### Records supplied
****************
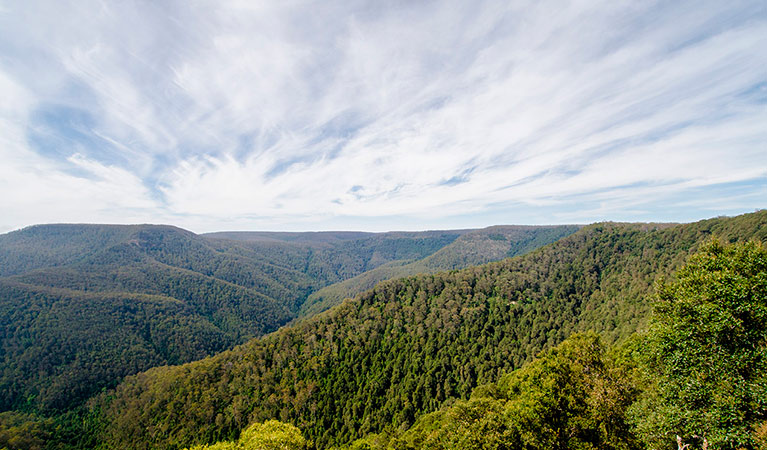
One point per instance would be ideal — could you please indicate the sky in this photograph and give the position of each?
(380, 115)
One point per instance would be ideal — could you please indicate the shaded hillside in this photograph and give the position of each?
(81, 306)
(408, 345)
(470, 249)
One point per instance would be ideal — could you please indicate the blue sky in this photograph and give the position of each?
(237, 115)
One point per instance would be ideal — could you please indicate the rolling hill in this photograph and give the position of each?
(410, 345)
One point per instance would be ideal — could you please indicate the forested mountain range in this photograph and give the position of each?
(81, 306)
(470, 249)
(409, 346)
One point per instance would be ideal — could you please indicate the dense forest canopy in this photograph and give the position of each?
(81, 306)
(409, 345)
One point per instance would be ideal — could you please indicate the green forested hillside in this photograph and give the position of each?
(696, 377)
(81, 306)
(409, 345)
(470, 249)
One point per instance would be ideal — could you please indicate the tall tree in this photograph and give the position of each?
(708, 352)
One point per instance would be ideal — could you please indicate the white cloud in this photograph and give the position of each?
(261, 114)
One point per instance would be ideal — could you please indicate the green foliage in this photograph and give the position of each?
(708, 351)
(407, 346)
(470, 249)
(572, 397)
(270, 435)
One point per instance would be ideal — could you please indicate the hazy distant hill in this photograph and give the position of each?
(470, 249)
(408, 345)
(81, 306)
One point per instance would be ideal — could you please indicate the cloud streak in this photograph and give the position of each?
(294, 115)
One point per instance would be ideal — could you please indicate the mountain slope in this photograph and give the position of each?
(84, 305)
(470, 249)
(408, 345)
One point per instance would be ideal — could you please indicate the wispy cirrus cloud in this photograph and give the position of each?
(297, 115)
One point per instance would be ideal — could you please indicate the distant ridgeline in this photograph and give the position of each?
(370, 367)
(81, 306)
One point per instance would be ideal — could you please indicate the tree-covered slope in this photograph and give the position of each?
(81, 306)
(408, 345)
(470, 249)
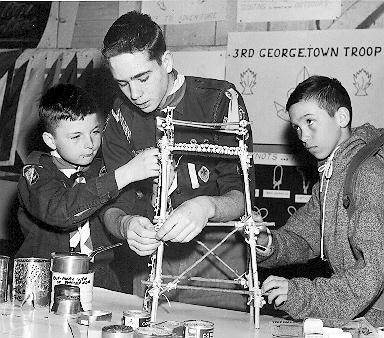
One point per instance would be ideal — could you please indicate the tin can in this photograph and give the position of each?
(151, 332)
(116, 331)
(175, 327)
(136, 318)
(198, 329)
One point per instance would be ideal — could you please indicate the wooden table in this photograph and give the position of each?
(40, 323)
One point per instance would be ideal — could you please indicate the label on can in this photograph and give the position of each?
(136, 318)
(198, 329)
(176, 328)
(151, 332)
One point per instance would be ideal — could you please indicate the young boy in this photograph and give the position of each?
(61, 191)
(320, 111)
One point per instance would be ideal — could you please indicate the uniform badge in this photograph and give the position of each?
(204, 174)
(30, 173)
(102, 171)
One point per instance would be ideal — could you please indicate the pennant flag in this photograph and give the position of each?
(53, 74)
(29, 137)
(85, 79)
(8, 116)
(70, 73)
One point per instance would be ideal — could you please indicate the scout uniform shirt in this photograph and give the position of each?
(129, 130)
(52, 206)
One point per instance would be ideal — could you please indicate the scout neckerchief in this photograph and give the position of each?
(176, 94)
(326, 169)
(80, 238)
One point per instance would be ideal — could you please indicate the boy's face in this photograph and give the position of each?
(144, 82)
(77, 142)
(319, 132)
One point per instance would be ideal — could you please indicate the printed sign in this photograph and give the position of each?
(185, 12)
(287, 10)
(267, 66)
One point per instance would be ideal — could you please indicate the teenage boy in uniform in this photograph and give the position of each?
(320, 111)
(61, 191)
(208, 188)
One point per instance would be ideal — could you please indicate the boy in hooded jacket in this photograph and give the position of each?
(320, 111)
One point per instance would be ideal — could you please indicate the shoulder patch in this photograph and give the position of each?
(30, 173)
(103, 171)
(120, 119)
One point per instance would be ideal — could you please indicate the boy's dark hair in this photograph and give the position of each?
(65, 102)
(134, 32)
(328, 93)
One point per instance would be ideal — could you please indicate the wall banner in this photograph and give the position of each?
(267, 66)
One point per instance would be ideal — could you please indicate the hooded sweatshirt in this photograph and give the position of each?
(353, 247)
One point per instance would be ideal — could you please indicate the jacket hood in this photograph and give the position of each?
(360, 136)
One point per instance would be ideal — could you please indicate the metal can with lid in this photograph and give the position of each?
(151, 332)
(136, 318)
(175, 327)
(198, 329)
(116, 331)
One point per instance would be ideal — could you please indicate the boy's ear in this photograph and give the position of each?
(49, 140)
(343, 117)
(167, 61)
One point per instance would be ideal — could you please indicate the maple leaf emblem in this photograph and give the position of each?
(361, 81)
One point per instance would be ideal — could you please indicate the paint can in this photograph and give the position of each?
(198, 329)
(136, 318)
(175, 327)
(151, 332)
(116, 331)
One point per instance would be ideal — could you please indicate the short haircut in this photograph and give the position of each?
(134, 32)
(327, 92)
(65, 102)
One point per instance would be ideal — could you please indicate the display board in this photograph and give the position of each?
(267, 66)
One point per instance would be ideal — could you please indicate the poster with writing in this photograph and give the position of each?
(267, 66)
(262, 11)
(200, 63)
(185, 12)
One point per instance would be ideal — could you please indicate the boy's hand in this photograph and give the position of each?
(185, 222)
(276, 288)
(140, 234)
****************
### Work to be completed
When repeating the material above, keep every line exact and drop all pictures.

### Result of the task
One point per instance would be ideal — could you please indicate the sky in this photograph and give the position of each?
(380, 115)
One point per instance would be ideal — could you please indicate the shaded hillside in this photograph and give the position of each?
(81, 306)
(408, 345)
(470, 249)
One point per instance would be ideal — could you please indicate the blue sky in this photograph and give the position of each?
(237, 115)
One point per instance would be ideal — could you please indicate the rolling hill in this photograph and give the position of each?
(410, 345)
One point per instance would be ideal — could you please indicate the forested mountain range in this photograph and give the position of each?
(81, 306)
(470, 249)
(409, 346)
One point per instance would be ideal — could you please indicate the dense forest canopy in this photograph and give the position of each?
(81, 306)
(409, 345)
One point per instance would be ideal — could you please indicate the green forested hillside in this photograph and give the position of each?
(696, 377)
(81, 306)
(409, 345)
(470, 249)
One point per instance would be ideal — could you please indicate the tall tree in this photograph and give the position of each?
(708, 352)
One point per instance would be ideal — could you please indicate the white cloud in this photograph and give the position of each?
(261, 114)
One point per instance would be ideal — could you please indicate the green foliage in this photograph and give the position of each?
(708, 351)
(407, 346)
(470, 249)
(572, 397)
(270, 435)
One point per instance would be ideal — could you please indicate the hazy distant hill in this photograph and give the position of each?
(470, 249)
(408, 345)
(81, 306)
One point per instance would be ideal — could you please indicate the cloud streak in this photograph and give the position of each?
(294, 115)
One point per instance would be ideal — could you please indicate the mountain slope in this photograph and give the position of each?
(84, 305)
(470, 249)
(408, 345)
One point per instance would be ideal — could you please indicate the wispy cirrus cloud in this photograph and give the position of each?
(297, 115)
One point per instance would be ideal — could you please indicate the distant ridgeline in this photograph and give the position of each?
(370, 367)
(81, 306)
One point per instance would be ideal — could you please indicate the tree-covered slope in this photograph and give the position of each?
(81, 306)
(408, 345)
(470, 249)
One point per instance would be ideal — could you please indicate the tin can in this photograph and give the position of each?
(151, 332)
(116, 331)
(175, 327)
(136, 318)
(198, 329)
One point per instance would be ideal — could you please indicate the wooden table in this photograph and give the position of each?
(40, 323)
One point per instance would be ideal — could you please indicate the label on can in this photograph and give the position of each?
(136, 318)
(198, 329)
(176, 328)
(151, 332)
One point per instance would be ideal — could you please indicate the young boy in this photograph and give the position of each?
(61, 191)
(320, 111)
One point per instance would be ideal — could you please indicate the uniform badge in this photograph and give the position of each?
(204, 174)
(30, 173)
(102, 171)
One point per instance would be ideal — could you please indicate the pennant flag in this photograph and give the position of each?
(53, 74)
(29, 137)
(85, 79)
(8, 116)
(70, 73)
One point per instance would be ideal — could you please indicate the scout uniform shirt in this photograph and give the position of each?
(129, 130)
(52, 206)
One point per instance would be ideal — could you please indicate the scout neckerchief in this photograph and give the position of each?
(176, 94)
(326, 169)
(80, 238)
One point per instance would be ideal — could you please indicate the boy's face in this photograph and give the position of each?
(144, 82)
(77, 142)
(319, 132)
One point per instance would be ideal — could you please indicate the printed sign in this photograph and give the position of each?
(185, 12)
(287, 10)
(267, 66)
One point per instance would be ideal — could you please indicate the teenage boy in uniform in this photograph and give the position of each?
(320, 111)
(61, 191)
(208, 188)
One point per instance would be ideal — could you please indicate the boy in hooded jacket in this photograph and give the position of each?
(320, 111)
One point per instance would be ideal — could you please indicate the shoulder patch in this photograph and give the position of each?
(30, 173)
(103, 171)
(120, 119)
One point per instance would be ideal — could you please indicate the boy's dark hair in this photograph and give the position of each?
(65, 102)
(134, 32)
(328, 93)
One point per instance would be ideal — could you please indicate the wall banner in this photograph and give the position of each?
(267, 66)
One point per instance would be ideal — could you please indicate the hooded sweatshirt in this photograph and give the position of each?
(353, 247)
One point per instance would be ideal — could you please indicate the jacket hood in this photograph and give the position of each?
(360, 136)
One point per instance would be ideal — could you please indicate the metal can with lid in this photograph and give the position of each?
(151, 332)
(136, 318)
(175, 327)
(198, 329)
(116, 331)
One point per instance would be ideal — could you please indicate the boy's ear in this photograph and give the position of each?
(49, 140)
(343, 117)
(167, 61)
One point per instance would be ideal — could you please indicate the maple leaf emblem in this photograph and give the position of each?
(361, 81)
One point per instance would be ideal — could you please indicate the paint can in this photograph and give the position of each?
(198, 329)
(136, 318)
(175, 327)
(151, 332)
(116, 331)
One point per instance would be ideal — could you please indicate the short haircut in this photograph and give the position of each?
(134, 32)
(327, 92)
(65, 102)
One point per instance would be ideal — could you please indicate the display board in this photograph and give the position of each?
(267, 66)
One point per instance would be ideal — could you please indicate the poster with writing in this photograph and give the position of each?
(267, 66)
(262, 11)
(200, 63)
(185, 12)
One point per instance would be ideal — could you please indicate the boy's hand in this photograph and give the position of each?
(185, 222)
(276, 288)
(140, 234)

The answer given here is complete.